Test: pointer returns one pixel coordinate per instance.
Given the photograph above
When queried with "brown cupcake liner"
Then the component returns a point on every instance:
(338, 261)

_Requirement_
Rewrite the lines above, putting "object" wherever "instance" appears and changing nothing else.

_Written response_
Test: pointer returns one pixel coordinate per object.
Given the photograph above
When queried with "brown cupcake liner"
Then the component returns a point on every object:
(338, 261)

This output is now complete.